··· LISTED RECORDS ···

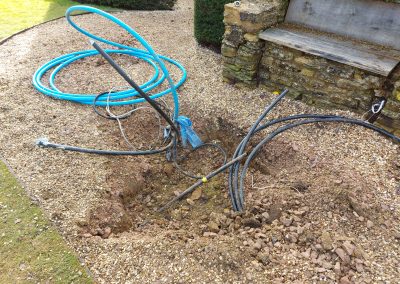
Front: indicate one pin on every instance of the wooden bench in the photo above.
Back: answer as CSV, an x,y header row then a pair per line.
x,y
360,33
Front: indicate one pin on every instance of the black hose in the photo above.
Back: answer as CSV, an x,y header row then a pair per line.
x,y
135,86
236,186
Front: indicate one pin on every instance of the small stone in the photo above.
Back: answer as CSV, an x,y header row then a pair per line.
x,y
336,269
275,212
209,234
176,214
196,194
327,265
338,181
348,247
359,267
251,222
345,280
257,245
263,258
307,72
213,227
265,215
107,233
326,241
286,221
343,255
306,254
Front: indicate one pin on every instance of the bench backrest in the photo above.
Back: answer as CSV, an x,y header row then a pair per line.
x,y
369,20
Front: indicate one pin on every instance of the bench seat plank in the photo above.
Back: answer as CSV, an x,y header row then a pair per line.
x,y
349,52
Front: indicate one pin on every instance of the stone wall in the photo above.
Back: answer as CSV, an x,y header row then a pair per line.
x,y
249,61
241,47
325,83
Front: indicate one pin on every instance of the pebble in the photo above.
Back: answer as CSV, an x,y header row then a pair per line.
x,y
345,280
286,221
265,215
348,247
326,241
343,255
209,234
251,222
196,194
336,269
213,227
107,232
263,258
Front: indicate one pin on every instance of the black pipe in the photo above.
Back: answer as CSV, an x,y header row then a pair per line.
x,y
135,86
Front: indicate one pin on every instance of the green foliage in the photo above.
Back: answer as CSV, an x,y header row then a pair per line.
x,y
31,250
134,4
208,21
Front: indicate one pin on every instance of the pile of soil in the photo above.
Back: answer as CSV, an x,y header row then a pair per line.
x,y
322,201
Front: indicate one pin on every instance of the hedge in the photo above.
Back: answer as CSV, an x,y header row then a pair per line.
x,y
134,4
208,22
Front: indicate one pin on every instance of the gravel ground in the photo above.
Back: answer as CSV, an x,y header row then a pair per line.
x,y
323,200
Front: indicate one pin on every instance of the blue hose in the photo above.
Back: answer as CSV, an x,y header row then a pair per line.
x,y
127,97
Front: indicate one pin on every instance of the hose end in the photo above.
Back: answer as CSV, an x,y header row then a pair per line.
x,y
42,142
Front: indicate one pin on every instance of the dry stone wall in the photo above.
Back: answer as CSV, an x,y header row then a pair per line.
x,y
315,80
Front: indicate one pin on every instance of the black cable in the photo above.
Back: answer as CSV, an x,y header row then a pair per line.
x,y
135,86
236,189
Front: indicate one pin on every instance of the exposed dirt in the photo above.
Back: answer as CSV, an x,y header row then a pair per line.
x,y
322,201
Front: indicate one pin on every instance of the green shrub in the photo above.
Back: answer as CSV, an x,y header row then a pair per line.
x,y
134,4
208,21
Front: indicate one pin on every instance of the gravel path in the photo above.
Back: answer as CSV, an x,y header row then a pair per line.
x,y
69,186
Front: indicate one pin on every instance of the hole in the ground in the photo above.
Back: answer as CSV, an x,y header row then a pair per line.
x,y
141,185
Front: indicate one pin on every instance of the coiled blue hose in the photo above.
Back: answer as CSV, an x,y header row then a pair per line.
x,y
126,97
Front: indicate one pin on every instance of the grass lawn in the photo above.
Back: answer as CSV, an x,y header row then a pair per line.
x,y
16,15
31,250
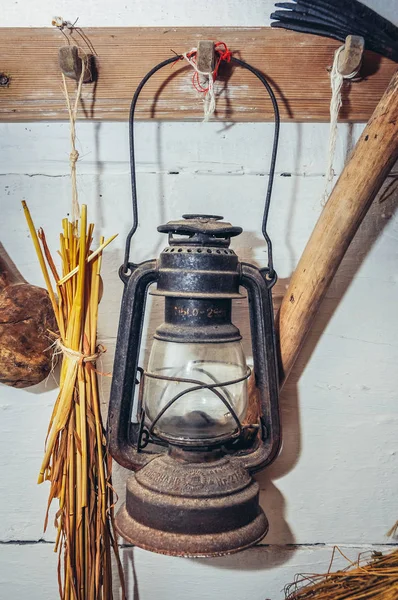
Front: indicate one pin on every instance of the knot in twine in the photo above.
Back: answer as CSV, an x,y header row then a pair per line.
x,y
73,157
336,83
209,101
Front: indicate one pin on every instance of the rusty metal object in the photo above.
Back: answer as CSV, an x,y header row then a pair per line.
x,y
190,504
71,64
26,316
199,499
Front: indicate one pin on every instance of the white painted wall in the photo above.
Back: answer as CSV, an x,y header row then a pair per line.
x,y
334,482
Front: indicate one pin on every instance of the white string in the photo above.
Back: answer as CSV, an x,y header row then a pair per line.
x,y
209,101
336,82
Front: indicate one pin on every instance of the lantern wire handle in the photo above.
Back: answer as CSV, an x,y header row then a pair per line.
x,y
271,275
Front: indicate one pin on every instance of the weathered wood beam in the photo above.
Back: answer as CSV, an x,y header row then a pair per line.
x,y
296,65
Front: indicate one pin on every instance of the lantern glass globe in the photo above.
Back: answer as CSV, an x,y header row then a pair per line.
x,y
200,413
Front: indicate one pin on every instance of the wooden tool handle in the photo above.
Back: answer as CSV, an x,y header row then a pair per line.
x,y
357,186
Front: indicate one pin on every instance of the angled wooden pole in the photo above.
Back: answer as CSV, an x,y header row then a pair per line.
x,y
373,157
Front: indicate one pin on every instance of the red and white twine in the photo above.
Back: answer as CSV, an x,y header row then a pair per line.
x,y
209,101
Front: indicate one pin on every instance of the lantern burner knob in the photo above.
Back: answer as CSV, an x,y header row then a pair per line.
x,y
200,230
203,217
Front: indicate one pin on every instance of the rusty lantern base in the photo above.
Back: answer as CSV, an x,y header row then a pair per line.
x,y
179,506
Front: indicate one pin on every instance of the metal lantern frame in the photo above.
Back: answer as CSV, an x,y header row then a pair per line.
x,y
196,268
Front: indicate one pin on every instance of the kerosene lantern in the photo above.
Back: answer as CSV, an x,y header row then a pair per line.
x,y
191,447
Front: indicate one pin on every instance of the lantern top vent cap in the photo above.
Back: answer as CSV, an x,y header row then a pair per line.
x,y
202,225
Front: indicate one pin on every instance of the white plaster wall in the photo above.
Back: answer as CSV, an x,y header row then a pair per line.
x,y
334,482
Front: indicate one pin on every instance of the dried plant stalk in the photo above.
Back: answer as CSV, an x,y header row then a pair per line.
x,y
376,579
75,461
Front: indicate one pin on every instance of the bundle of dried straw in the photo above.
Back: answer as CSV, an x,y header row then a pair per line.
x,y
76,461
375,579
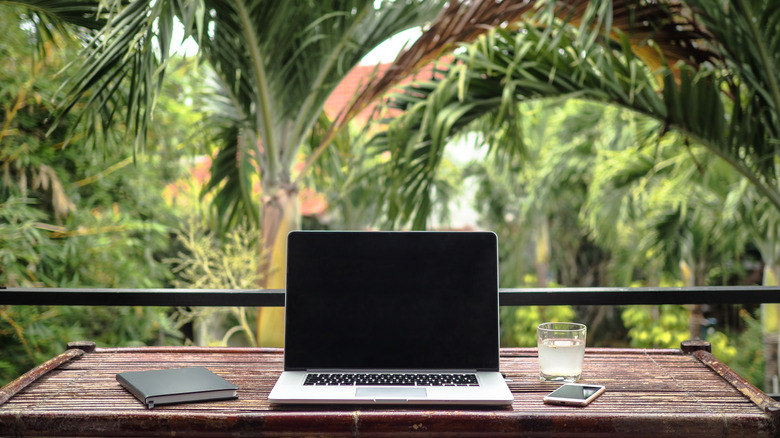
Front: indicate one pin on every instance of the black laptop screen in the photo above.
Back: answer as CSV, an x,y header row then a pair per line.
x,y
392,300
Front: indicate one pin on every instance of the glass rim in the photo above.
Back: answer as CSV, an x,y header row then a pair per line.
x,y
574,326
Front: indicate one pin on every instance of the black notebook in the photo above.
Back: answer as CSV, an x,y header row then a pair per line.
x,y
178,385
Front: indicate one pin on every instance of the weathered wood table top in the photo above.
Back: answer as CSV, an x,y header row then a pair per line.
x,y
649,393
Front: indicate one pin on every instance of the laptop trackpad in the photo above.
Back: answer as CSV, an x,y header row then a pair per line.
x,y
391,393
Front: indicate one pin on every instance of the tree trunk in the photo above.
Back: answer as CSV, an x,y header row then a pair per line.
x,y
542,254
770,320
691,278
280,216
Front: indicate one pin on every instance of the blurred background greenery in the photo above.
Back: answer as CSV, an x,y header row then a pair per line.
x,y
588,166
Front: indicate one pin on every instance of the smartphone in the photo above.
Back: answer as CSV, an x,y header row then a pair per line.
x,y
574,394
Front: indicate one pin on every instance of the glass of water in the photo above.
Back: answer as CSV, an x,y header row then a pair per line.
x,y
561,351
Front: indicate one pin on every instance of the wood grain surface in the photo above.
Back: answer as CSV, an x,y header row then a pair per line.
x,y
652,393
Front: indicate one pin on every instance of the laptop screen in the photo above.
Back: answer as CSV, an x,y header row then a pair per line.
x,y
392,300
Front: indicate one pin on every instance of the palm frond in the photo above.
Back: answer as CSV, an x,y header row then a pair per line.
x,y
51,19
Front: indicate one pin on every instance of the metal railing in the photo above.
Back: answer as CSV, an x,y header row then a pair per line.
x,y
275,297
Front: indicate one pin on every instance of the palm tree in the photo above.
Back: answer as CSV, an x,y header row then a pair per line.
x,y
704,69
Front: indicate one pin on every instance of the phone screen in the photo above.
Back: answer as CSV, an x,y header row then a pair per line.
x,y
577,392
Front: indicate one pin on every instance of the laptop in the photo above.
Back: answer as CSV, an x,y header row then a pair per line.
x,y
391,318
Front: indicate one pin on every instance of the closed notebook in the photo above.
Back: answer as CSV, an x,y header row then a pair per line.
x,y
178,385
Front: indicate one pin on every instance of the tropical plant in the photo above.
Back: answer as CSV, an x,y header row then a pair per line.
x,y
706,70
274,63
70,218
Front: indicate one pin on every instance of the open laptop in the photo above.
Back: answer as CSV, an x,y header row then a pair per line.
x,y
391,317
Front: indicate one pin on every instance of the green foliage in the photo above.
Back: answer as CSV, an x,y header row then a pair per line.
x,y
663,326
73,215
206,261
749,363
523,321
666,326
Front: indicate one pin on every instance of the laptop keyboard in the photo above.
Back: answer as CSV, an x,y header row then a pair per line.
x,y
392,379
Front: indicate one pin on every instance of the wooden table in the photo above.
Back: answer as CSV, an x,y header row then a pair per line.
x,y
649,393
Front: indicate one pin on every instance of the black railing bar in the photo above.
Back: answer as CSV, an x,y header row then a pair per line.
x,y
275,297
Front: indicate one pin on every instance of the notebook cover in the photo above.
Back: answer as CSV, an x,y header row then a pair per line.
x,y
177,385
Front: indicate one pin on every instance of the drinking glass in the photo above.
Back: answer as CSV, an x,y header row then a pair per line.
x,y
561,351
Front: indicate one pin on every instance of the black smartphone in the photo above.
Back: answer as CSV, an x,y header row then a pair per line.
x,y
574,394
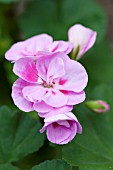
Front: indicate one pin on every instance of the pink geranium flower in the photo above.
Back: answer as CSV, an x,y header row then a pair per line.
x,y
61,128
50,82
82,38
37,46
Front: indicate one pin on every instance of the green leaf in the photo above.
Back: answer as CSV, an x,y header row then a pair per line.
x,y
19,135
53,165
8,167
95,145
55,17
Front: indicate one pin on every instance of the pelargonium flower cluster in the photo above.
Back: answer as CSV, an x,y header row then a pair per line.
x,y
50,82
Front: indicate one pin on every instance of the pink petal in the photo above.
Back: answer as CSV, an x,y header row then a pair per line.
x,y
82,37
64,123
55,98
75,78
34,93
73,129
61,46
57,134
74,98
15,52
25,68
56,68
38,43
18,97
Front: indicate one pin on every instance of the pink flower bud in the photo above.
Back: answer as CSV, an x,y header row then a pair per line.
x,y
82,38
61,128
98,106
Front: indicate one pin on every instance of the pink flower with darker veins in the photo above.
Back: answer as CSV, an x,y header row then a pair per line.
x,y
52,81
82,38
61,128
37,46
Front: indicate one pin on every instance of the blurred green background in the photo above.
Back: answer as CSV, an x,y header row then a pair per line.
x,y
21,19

···
··· LISTED RECORDS ···

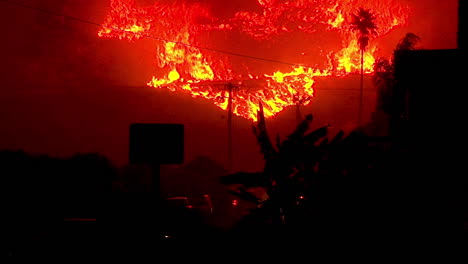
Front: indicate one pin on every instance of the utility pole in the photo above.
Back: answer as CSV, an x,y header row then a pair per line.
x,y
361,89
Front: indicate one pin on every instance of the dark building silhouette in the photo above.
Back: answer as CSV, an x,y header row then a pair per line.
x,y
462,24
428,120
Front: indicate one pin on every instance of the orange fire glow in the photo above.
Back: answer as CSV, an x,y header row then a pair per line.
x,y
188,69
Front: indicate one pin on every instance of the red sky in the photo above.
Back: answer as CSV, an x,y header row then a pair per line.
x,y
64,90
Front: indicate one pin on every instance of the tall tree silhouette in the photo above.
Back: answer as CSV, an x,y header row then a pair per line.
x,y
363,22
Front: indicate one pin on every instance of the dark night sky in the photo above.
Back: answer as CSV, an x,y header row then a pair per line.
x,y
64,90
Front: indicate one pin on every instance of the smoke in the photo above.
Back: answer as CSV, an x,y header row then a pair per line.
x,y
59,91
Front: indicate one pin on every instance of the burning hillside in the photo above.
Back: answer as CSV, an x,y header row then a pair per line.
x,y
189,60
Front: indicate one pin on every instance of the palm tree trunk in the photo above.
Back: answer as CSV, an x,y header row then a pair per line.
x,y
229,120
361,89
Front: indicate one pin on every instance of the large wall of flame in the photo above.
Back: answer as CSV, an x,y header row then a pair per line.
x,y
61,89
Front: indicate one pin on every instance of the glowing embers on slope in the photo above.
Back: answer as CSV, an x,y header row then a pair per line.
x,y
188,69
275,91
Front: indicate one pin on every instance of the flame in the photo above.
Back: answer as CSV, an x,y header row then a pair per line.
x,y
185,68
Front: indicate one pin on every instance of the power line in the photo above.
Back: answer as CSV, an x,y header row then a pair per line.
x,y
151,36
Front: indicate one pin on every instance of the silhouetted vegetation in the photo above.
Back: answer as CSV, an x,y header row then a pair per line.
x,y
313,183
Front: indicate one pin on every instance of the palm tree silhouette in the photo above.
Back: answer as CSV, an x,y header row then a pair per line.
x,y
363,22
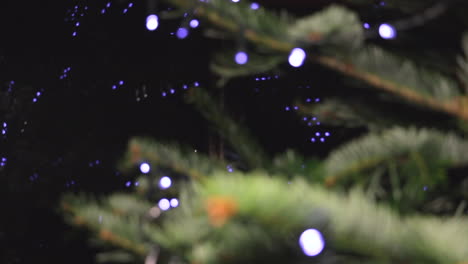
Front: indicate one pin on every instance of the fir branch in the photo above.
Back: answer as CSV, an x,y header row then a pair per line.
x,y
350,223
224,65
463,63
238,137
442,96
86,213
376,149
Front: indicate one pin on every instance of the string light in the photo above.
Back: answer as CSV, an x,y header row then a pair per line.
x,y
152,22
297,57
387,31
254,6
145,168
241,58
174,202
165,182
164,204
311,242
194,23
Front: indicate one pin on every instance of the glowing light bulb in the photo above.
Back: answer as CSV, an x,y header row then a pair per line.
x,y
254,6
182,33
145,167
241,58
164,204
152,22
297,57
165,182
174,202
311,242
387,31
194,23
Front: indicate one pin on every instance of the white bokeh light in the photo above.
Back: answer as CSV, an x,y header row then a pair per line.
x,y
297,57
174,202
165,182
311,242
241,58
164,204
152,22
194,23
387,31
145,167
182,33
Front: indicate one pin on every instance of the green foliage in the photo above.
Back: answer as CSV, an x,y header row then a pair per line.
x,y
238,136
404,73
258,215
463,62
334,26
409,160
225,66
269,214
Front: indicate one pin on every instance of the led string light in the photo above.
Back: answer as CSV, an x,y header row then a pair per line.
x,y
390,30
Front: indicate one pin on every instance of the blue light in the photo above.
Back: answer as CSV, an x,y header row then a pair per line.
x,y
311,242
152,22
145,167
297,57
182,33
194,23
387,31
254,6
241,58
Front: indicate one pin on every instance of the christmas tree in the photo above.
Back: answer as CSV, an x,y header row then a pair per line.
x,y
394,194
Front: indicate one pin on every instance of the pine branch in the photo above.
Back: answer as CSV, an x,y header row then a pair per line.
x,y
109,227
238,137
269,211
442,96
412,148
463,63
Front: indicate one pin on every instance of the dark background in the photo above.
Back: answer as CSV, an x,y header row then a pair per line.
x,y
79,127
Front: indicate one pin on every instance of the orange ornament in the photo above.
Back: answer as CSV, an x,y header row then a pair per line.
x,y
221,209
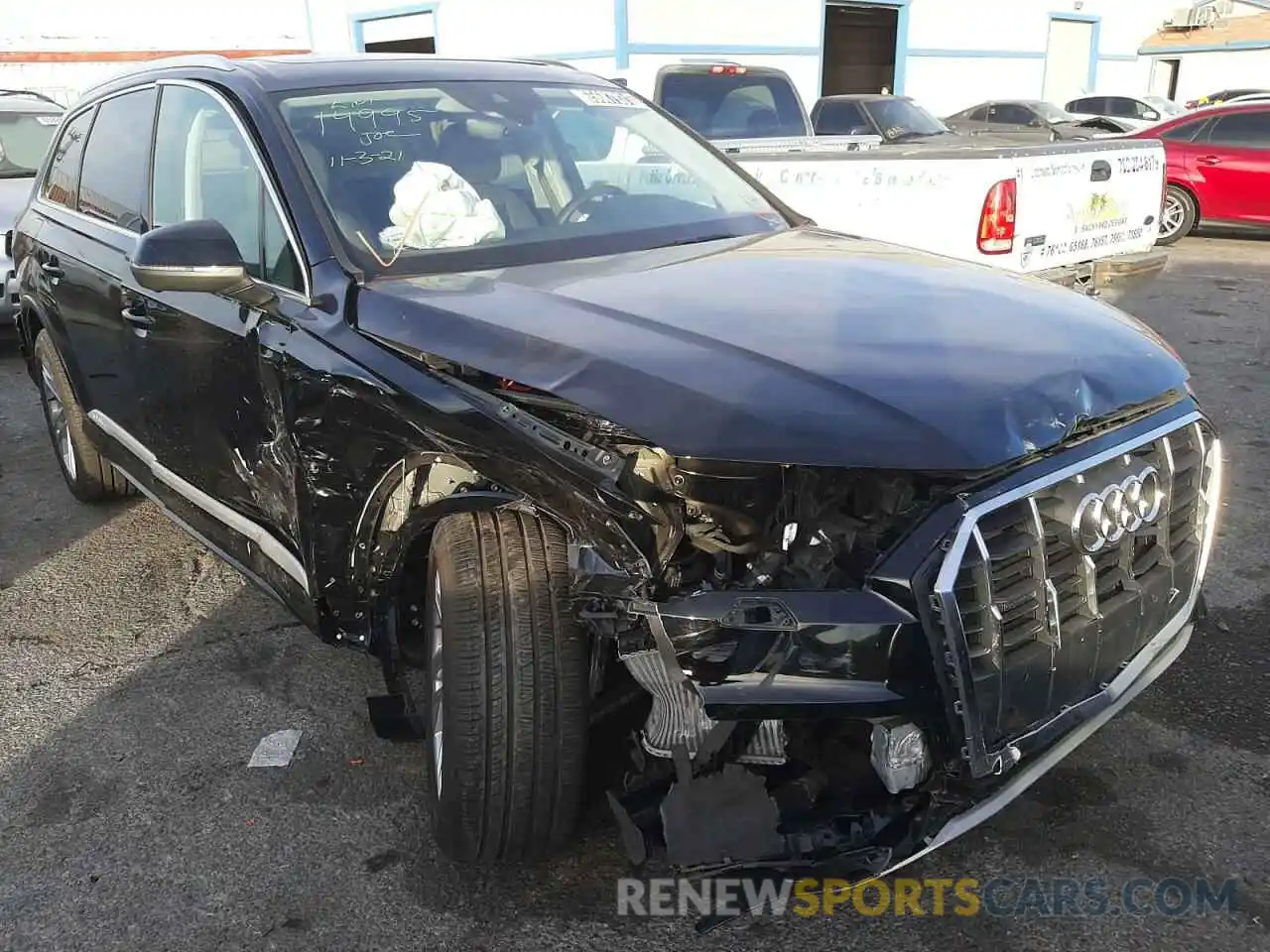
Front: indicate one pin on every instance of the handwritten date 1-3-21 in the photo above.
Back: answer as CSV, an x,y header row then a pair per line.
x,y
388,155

···
··· LISTED RECORDS ···

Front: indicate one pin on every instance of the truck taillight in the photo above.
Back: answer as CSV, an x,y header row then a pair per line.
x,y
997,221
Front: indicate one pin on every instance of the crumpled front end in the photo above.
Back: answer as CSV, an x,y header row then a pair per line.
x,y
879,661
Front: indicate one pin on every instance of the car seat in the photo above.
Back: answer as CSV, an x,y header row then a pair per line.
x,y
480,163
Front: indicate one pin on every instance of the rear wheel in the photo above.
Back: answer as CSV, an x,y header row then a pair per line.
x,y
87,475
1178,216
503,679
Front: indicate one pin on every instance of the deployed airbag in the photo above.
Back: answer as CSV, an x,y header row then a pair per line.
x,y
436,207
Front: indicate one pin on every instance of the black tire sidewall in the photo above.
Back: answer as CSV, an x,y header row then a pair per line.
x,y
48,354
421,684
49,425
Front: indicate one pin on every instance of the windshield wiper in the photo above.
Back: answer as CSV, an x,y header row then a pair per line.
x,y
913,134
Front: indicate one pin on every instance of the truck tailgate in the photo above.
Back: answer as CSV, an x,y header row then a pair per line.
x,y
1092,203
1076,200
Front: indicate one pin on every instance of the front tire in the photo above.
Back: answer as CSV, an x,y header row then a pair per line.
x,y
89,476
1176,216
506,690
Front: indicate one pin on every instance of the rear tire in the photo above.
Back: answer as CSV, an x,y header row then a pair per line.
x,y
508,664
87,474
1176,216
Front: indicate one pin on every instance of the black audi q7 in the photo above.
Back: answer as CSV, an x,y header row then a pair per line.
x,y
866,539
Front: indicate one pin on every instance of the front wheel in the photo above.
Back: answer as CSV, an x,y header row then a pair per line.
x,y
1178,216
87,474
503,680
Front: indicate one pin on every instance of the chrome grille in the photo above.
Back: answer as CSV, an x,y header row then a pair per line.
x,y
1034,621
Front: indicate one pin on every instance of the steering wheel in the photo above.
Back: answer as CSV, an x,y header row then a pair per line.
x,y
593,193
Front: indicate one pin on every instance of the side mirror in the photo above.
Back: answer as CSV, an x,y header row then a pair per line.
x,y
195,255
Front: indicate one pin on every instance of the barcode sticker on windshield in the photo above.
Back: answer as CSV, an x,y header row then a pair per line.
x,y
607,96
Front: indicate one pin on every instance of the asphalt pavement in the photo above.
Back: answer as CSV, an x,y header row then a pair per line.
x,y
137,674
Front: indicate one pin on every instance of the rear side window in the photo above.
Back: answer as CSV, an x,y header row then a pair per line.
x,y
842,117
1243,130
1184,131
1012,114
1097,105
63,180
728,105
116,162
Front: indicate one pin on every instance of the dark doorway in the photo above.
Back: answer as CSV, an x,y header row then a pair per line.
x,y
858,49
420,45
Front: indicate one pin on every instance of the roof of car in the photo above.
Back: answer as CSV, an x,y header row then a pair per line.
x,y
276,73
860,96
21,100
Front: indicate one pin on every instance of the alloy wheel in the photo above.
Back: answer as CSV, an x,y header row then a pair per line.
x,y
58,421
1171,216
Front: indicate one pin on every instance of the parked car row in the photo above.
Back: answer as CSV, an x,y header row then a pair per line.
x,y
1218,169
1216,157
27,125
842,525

···

__WORK TO DO__. From the listing above, pull out each line that contains the string "rusty" and copy those lines.

__FULL OUTPUT__.
Front: indicate one pin on every instance of the rusty metal object in the photo above.
Front: indicate one pin on every instance of the rusty lantern base in the photo above.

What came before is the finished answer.